§ WHAT THE TASK ASKS
The records that follow must be repeated verbatim, every one of them.

** Start DATA ROWS **

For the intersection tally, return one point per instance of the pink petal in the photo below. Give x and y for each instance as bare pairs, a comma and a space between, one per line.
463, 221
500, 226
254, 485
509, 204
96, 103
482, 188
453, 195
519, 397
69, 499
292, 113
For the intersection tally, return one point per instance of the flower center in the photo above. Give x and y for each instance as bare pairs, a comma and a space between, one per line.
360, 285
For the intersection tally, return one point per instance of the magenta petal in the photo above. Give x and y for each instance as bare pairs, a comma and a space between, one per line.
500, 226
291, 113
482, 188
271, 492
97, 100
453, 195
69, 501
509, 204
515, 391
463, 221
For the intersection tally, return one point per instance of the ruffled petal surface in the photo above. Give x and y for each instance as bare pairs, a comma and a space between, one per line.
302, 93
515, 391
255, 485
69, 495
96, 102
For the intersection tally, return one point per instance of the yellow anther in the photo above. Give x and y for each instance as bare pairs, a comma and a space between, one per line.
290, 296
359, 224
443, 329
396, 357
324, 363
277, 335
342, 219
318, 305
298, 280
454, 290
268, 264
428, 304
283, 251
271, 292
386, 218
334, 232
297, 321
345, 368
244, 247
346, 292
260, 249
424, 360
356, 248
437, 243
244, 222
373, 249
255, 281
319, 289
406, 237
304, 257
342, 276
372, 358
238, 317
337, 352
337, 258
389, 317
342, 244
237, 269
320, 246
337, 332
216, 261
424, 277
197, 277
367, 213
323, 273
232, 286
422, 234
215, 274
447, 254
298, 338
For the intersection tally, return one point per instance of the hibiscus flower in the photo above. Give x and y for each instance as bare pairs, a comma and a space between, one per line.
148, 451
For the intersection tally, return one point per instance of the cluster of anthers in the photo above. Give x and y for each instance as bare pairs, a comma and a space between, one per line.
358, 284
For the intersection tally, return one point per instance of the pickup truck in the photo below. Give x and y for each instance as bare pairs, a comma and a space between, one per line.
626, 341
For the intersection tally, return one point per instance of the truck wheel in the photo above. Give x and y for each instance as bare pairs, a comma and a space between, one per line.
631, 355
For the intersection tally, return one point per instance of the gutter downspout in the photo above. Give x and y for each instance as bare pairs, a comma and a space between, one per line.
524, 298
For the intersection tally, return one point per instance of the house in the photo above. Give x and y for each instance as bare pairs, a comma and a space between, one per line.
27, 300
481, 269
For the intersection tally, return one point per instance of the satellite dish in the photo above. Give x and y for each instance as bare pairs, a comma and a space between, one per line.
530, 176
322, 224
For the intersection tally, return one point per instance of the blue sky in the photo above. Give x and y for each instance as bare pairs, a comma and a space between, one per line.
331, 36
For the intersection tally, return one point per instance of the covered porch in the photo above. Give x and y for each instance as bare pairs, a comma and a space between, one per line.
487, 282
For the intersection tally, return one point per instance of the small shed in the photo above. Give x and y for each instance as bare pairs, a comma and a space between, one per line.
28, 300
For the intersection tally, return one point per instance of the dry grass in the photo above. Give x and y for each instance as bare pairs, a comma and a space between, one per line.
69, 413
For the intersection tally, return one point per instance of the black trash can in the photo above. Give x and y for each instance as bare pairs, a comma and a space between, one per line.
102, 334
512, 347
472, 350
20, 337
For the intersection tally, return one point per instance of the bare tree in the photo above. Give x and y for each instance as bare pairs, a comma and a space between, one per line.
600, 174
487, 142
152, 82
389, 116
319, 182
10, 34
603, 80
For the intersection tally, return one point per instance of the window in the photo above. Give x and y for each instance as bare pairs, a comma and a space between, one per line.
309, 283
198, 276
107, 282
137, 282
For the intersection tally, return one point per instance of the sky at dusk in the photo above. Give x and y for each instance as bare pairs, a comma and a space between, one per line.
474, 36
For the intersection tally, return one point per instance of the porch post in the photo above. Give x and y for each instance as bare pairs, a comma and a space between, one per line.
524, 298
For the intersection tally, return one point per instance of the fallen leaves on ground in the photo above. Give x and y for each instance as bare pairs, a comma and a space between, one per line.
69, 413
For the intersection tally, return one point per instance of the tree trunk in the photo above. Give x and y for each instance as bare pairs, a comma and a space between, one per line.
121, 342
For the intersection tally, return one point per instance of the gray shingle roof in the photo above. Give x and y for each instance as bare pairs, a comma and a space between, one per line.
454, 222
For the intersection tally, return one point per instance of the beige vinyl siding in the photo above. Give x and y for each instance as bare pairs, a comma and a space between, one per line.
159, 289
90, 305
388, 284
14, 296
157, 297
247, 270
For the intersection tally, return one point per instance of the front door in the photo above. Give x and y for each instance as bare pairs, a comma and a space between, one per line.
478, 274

** End DATA ROWS **

§ THE COMPLETED TASK
For the intersection tally, return one point per instance of the pink petal in the photo below. Give x and y for each instance as bare pairs, a comma and a space between, one per line.
463, 221
500, 226
254, 485
509, 204
96, 103
482, 188
453, 195
519, 397
69, 499
292, 113
For the intersection tally, return one point per instance of the flower center in the photo above. Give x and y for each instance as bare pairs, a comma and a space between, one per line.
360, 285
For the intersection tally, return one point per instance of the magenta petal in the photo above. Give x and y for each instance as bare pairs, a comma and a space between, one per line.
500, 226
291, 113
482, 188
271, 492
97, 100
453, 195
69, 501
509, 204
515, 391
463, 221
For the intersection tally, return one point per instance of the ruffled petal surface in the photo above. Give x and y for each instance as bare pairs, a comma and a space between, one per line.
302, 93
515, 391
255, 485
69, 495
96, 102
For the intersection tally, return one point per instance of the yellow anther in the photo above. Give x and y for each instance as bare pairs, a comma and a space between, one per line.
290, 296
359, 224
443, 329
396, 357
324, 363
277, 335
342, 219
318, 305
298, 280
454, 290
268, 264
428, 304
283, 251
271, 292
386, 218
334, 232
297, 321
345, 368
244, 247
346, 292
260, 249
424, 360
356, 248
437, 243
244, 222
373, 249
255, 281
319, 289
406, 237
304, 257
342, 276
372, 358
238, 317
337, 352
337, 258
389, 317
342, 244
237, 269
320, 246
337, 332
216, 261
424, 277
197, 277
367, 213
323, 273
232, 286
422, 234
215, 274
447, 254
298, 338
For the intersection tally, return one point per instance of the hibiscus flower in the photo above. Give x and y for each instance as bare pairs, a comma and a space between, one per line.
148, 451
For the intersection tally, return one point per instance of the cluster of anthers in the photo above. Give x and y for each instance as bare pairs, a comma and a space between, one per line.
358, 284
For the intersection tally, return one point per instance of the pickup truck in the photo below. Give x and y for each instance as bare pairs, a comma and a space between, one per line.
626, 341
For the intersection tally, return one point per instance of the truck wheel in the photo above. Give x and y for each instance as bare pairs, a comma and a space between, one per line.
631, 355
For the intersection tally, return one point per instance of the gutter downspout in the photo above. Give x and y for each instance as bare pairs, a comma and a space between, one per line.
524, 298
For the intersection tally, return one point per instance of the house in the photo above. Give x and y for each instance as bare pairs, a comma and a space between, one per line.
27, 300
481, 269
For the intersection tally, return one point per instance of the satellite dish in the photo above. Give x and y for each instance as bare pairs, a comma and a space between, one per line.
530, 176
322, 224
For the intersection tally, return one point per instance of the blue sky in the photo above. Give x and y for each instance as bare pairs, a comma and a space between, one per line.
331, 36
For the intersection tally, return one point per instance of the covered porch in the photo above. Give x and y for each instance as bare pairs, a comma and a space between, one per line.
487, 282
For the intersection tally, return one point per instance of the small shed in the photo above. Give x and y for each instance as bare pairs, a comma and a space between, one per line.
28, 300
For the intersection tally, return one point per instance of the dry grass in the photo above. Give x and y for each instance as bare pairs, a comma and a space between, one per line.
69, 413
For the intersection tally, return one point per instance of the black trash can in the photo above. Give x and y for each instance as bare pairs, a comma and a space between, one per line.
102, 334
512, 347
472, 350
20, 337
For the intersection tally, return one point per instance of the bare tree in the photo above. Give x and y for each instance as bare pairs, a comma and a space between, one per line.
600, 174
487, 142
152, 82
389, 116
319, 182
10, 34
603, 80
For the intersection tally, return one point per instance of the window in the photo above. Give x and y for each instance as bare pairs, a comma and a space between, one per line.
309, 283
198, 276
107, 282
137, 282
For the intersection tally, return one point per instance of the sky at dusk in the photo above. Give x and y for each instance as bare pairs, a comma and a space between, one per line.
474, 36
For the intersection tally, return one point per instance of the porch post in the photo above. Give x and y for each instance as bare pairs, a comma and a space between, one per line.
524, 298
For the intersection tally, return one point per instance of the fallen leaves on ground in the photo above. Give x and y for each instance as bare pairs, a comma and a space between, one per line.
69, 413
For the intersection tally, return one point per instance of the tree trunk in the photo above. Give x and y for each instance as bare pairs, a comma and a space between, one per line.
121, 342
For the intersection tally, return one point per instance of the gray shingle roof in the photo above. Give x and y for each instance as bare pairs, a comma and a space between, one per line.
454, 222
For the intersection tally, return one point per instance of the beige vinyl siding in the photo above. Give x and y for each instance as bare pairs, a comma and a space between, one per line.
159, 289
90, 305
388, 284
14, 296
157, 297
247, 270
For the intersection tally, return one point per instance of the front door in the photo above. Give x and y for each instance as bare pairs, a comma and a space between, one per line.
478, 274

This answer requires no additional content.